Segment Start: TEXT

It has been reported that the frequency of MN is increased as the age becomes older which may be called as age effect [12, 14]. This is particularly remarkable above 1-year-old. Major challenges posed by the leaving of the protected intrauterine environment, changes occurring in the first years of age, such as solid diet, vaccinations, and viral diseases could be the likely explanations for this increase [14]. Higher capacity of regeneration following DNA damage in children may be another possible explanation for this difference as well. The micronucleus assay has been reported as one of the best established in vivo cytogenetic assays in the field of genetic toxicology [12, 14, 18]. In our study, the frequency of MN on the patients below 20 years old was lower than those above this age, although the difference is not significant. It is known that as the age increases, there is a decreased DNA repair capacity [19]. Several studies have confirmed that the micronucleus frequency increases with age [20]. There are many studies evaluating the MN frequency in different age groups to show the effect of age [12, 20]. Because there is a limited data on MN frequencies in children [12], the patients are divided into two groups ≥20 years and <20 years to evaluate the MN frequency difference between children and adults. The age-related decline in DNA repair capacity may have caused those observed differences below and above 20 years old. On the other hand, Rodriguez-Merchan et al. [4] has reported that 186Re produces gamma rays besides beta rays which mean that 186Re has more detrimental effect on human health. In our study, hemophiliac patients who were treated with 186Re showed higher levels of MN compared to patients treated with 90Y which may be due to the characteristics of the radioactive material.

Falcon et al. [16] reported some chromosomal aberrations in 31 patients with hemophilia after RS procedure using 90Y and 186Re. They also pointed out that after 1 year of observation all chromosomal changes were returned to normal. Fernandez-Palazzi et al. [21] also confirmed these results and they have reported that all chromosomal changes were reversible. They also pointed out those changes which appeared similarly in non-radiated patients with hemophilia and disappeared by time. In clinical practice, we have no single patient who has transformed to malignancy after RS procedure throughout 11 years of experience in more than 350 patients with hemophilia. To date, we have reached 11 and 6 years of experience, respectively, using 90Y and 186Re for RS procedure. Both 11 years of experience and in vitro analysis of chromosomal changes after RS procedure in these trials have shown that this procedure, particularly 90Y and 186Re, is safe for young population with hemophilia. On the other hand, concerns related to 32P safety still continue. We speculate that the longest half-life (14 days) capacity of this radioisotopic agent might be related with potential problems.

We have no clinical experience with 32P due to unavailability in the European market. However, further and long-term studies should be performed for better understanding the relationship between leukemia and 32P regarding malign transformation.

Conclusion

According to our studies, RS with use of 90Y and 186Re is a safe procedure for the treatment of chronic synovitis in hemophilic patients who are poorly controlled with medical management.

Segment End: TEXT

• HOW TO COMPLETE THIS TASK
Answer these from the text on hemophilia treatment:
(a) What half-life does it give for 32P?
(b) At what age were the patients split into two groups?
(c) In how many patients with hemophilia has the clinic seen no case of malignancy after the RS procedure?
The lines come from a separate source and have nothing to do with the text.

Segment Start: DATA

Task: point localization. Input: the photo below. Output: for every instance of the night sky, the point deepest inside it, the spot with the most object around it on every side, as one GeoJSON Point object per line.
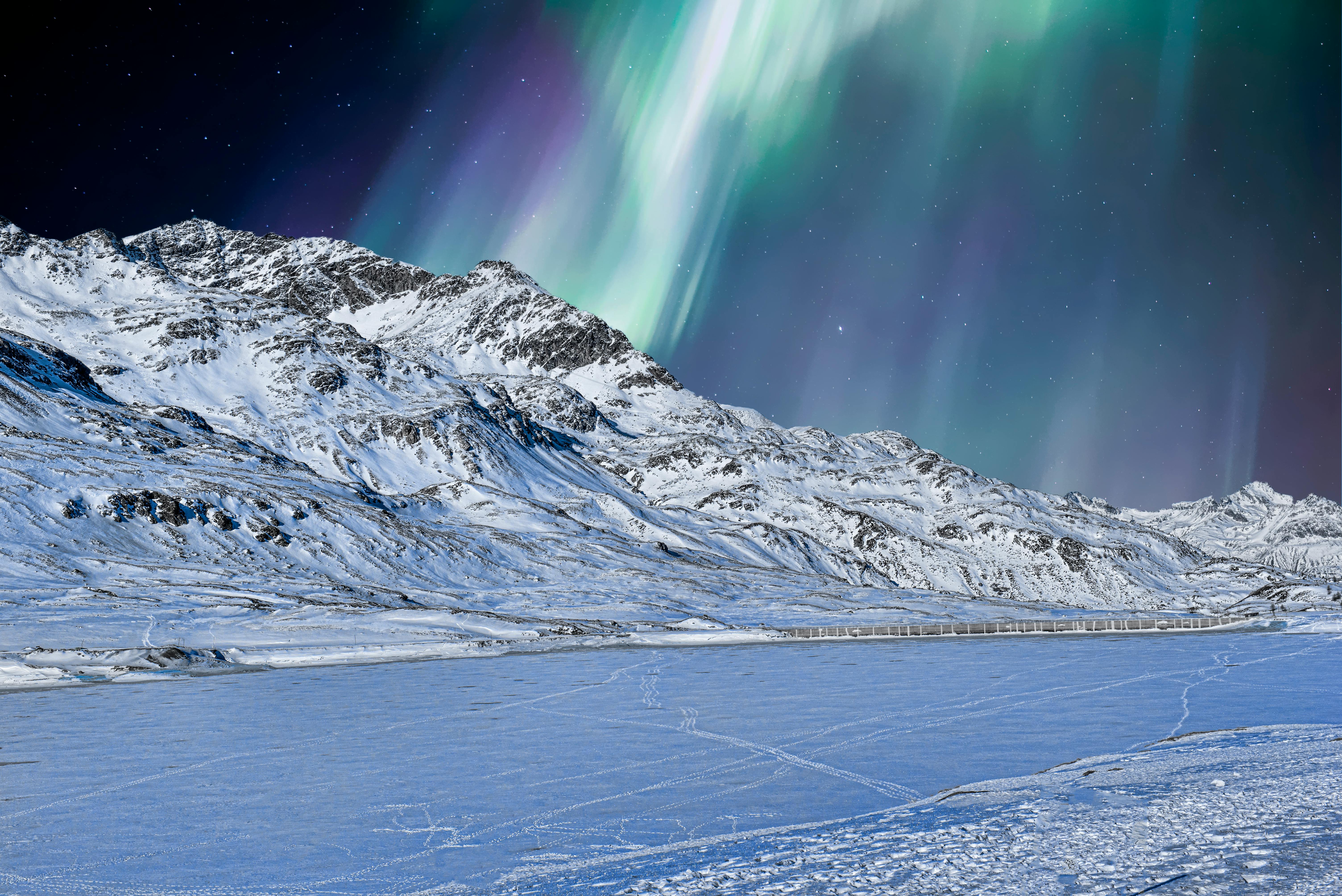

Segment End: DATA

• RESULT
(a) 14 days
(b) 20 years
(c) More than 350